## START AVAILABLE DATA

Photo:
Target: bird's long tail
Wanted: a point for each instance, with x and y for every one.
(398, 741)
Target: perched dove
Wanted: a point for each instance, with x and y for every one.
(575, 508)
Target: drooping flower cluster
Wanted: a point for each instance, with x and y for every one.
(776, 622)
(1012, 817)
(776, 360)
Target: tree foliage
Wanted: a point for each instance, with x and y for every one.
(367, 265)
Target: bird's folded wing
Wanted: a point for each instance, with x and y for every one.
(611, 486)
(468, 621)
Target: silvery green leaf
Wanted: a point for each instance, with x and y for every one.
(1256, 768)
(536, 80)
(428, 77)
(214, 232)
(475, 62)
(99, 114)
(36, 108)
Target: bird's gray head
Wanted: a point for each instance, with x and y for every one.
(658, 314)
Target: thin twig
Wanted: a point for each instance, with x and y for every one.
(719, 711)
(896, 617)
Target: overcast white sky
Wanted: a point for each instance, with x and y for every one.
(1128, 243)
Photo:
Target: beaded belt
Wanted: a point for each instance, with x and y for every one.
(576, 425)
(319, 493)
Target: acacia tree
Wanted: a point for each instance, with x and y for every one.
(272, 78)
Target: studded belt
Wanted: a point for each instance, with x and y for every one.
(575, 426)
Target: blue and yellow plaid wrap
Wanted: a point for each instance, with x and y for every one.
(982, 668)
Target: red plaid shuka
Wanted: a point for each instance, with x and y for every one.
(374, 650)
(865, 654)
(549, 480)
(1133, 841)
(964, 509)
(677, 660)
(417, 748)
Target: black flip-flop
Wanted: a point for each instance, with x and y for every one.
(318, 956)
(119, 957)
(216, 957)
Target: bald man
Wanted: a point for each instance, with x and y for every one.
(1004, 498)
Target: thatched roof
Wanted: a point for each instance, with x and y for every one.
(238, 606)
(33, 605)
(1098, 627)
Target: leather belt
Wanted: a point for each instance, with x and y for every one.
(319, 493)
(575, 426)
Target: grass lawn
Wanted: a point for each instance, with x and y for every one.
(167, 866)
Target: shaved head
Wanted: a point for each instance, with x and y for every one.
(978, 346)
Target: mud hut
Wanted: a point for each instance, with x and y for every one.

## END AVAILABLE DATA

Can you format the lines above as a numbered list, leaving out any blank lines?

1. Photo:
2. Target: bird's long tail
3. Wanted: a point for each instance, with x and y for every one.
4. (398, 741)
5. Target: perched dove
6. Wanted: a point for each instance, with x and y for every one.
7. (575, 508)
8. Target: drooping flower cluster
9. Wanted: a point for each instance, with x and y for every one.
10. (776, 622)
11. (1012, 817)
12. (776, 360)
13. Target: tree foliage
14. Wanted: a point for each instance, with x and y for every one.
15. (367, 265)
16. Target: bird's folded wing
17. Wanted: a point for each instance, with x and y for every one.
18. (611, 486)
19. (468, 621)
20. Target: silvery green leaf
21. Wanted: a point for each instance, with x and y for every one.
22. (1256, 768)
23. (536, 80)
24. (428, 77)
25. (214, 232)
26. (475, 62)
27. (99, 114)
28. (36, 108)
29. Target: bird's gray head
30. Wanted: a point for each instance, with x and y for every one.
31. (658, 314)
32. Target: thin twig
33. Wanted: a point for each instance, with x and y for every one.
34. (719, 711)
35. (896, 617)
36. Target: overcast white sky
37. Wanted: a point for each instance, with x and y for every one.
38. (1128, 243)
39. Photo:
40. Target: beaded belt
41. Wanted: a point for each instance, with x and y for every one.
42. (576, 425)
43. (319, 493)
44. Target: acacia tree
45. Wanted: a point for each instance, with x and y for every one.
46. (272, 78)
47. Target: studded belt
48. Wanted: a point for each instance, with x and y for every one.
49. (575, 426)
50. Target: blue and yellow plaid wrap
51. Wanted: a point for each instance, with x and y for every one.
52. (982, 668)
53. Target: red plaid shuka
54. Wanted: a point for each instance, with x and y for every one.
55. (374, 650)
56. (865, 654)
57. (549, 480)
58. (1133, 841)
59. (964, 509)
60. (677, 660)
61. (417, 748)
62. Target: black flip-flop
63. Wanted: a point for each instance, with x and y for every one.
64. (318, 956)
65. (119, 957)
66. (216, 957)
67. Target: bald man
68. Wanted: a point for each instance, with x and y for every one.
69. (1004, 498)
70. Target: thatched roof
71. Wanted: a point for each instance, with x and y for every one.
72. (238, 606)
73. (33, 605)
74. (1098, 627)
75. Target: leather belt
76. Wanted: a point for each instance, with x and y for every one.
77. (319, 493)
78. (575, 426)
79. Target: grass lawn
80. Wanted: a point for each instance, with x and y for every one.
81. (167, 866)
82. Target: shaved head
83. Wanted: a point for each instance, with x and y for every one.
84. (978, 346)
85. Target: mud hut
86. Wanted: a point for each instance, with x and y for every one.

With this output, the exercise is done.